[INFORMATION SHOWN — start]

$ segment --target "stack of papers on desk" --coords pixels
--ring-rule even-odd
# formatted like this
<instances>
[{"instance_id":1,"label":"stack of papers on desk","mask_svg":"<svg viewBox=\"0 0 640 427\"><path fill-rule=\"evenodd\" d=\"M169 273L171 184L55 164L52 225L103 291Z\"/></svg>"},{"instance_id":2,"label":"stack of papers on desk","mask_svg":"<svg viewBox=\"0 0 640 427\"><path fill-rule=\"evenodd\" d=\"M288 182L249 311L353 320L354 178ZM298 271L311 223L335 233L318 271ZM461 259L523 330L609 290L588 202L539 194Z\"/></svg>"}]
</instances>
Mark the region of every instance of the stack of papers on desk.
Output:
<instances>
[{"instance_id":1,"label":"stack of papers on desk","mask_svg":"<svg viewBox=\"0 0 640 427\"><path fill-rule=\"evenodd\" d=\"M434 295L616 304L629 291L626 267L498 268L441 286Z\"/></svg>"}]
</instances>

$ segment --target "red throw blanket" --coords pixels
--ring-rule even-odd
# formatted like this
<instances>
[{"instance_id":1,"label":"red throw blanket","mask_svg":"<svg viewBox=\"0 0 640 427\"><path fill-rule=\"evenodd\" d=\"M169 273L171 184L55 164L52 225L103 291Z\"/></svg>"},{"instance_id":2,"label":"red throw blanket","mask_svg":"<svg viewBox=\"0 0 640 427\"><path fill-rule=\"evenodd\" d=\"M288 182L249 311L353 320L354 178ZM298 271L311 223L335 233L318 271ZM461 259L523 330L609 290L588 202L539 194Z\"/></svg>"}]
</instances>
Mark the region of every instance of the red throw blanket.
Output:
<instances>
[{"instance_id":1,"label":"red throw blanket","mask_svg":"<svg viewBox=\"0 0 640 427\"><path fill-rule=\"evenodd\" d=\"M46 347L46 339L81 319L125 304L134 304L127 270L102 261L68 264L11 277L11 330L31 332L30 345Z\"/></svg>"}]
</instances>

[INFORMATION SHOWN — finish]

• [WHAT IS REQUIRED]
Write out again exactly the lines that run from the one holding "Mark the region of every instance of the red" through the last line of the data; omit all other lines.

• [RESPONSE BOX]
Mark the region of every instance of the red throw blanket.
Output:
<instances>
[{"instance_id":1,"label":"red throw blanket","mask_svg":"<svg viewBox=\"0 0 640 427\"><path fill-rule=\"evenodd\" d=\"M46 347L46 339L81 319L125 304L134 304L127 270L102 261L68 264L11 277L11 330L31 332L30 345Z\"/></svg>"}]
</instances>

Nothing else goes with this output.